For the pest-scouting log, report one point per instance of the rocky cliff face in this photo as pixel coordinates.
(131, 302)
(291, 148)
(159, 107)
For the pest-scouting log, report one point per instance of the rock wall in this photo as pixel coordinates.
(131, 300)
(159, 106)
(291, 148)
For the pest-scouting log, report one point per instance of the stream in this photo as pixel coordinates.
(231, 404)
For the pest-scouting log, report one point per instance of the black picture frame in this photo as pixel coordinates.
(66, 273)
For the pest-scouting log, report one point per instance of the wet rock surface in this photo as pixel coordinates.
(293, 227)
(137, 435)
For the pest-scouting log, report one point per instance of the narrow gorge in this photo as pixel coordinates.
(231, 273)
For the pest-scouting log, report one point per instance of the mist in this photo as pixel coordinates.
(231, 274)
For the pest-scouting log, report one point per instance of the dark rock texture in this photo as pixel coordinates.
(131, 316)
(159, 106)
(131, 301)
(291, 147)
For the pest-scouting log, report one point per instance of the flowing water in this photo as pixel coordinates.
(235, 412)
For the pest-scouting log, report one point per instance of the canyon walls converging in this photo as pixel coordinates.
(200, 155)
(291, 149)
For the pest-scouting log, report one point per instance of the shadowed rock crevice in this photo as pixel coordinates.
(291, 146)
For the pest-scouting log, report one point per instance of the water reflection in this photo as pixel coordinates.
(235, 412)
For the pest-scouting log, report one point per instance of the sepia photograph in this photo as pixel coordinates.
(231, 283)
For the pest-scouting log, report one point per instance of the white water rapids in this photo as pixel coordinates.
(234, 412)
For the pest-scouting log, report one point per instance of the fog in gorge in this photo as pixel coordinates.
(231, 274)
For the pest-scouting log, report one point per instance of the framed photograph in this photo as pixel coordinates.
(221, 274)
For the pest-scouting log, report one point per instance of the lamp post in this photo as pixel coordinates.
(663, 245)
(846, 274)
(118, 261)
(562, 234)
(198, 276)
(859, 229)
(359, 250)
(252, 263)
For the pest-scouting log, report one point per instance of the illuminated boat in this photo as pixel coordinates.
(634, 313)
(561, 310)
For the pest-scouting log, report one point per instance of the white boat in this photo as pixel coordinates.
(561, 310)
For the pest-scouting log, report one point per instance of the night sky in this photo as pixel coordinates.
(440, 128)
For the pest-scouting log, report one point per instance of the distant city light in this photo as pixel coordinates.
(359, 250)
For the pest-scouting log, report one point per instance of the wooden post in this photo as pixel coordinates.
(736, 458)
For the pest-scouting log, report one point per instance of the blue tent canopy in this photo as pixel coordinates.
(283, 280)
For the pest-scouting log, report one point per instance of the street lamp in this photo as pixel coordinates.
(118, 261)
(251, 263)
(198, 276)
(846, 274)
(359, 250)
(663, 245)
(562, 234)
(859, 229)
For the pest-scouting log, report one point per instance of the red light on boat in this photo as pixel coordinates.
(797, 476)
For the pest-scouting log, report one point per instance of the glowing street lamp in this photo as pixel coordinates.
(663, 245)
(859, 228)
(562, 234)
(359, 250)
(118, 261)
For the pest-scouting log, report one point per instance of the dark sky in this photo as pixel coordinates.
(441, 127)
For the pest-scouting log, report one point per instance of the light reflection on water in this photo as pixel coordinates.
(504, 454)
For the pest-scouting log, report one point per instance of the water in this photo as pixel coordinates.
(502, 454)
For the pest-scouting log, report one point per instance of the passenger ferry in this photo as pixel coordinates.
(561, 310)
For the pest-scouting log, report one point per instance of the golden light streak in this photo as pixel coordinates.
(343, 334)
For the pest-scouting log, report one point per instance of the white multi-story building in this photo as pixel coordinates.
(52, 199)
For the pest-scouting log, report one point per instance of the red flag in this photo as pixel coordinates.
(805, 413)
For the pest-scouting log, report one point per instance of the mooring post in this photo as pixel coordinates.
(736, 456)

Work to do: Word for word, quote the lines from the line containing "of the glowing" through the end of the material, both included, and nothing else.

Final result:
For the pest-scouting log, report one point per instance of the glowing street lamp in this photo as pixel coordinates.
(663, 245)
(859, 228)
(562, 234)
(359, 250)
(118, 261)
For the pest-scouting log, report one point per instance of the dark sky in this photo as pixel coordinates.
(441, 127)
For the pest-scouting log, report one point per instance of the light reflection on water in this photo as pixel coordinates.
(504, 454)
For the pest-scouting log, report one point per instance of the water in this photo as pixel coordinates.
(502, 454)
For the pest-scouting log, report one point per instance of the passenger ferry in this photo as pixel coordinates.
(561, 310)
For the pest-scouting log, report one point per instance of the golden light streak in this photo as pixel coordinates.
(343, 334)
For the pest-scouting log, report one point per instance of the white multi-story building in this photo as pixel coordinates.
(52, 199)
For the pest-scouting log, report one point per instance of the red flag in this photo as pixel coordinates.
(805, 413)
For the pest-scouting log, report one point per instance of the mooring post in this photo as pixel coordinates.
(736, 456)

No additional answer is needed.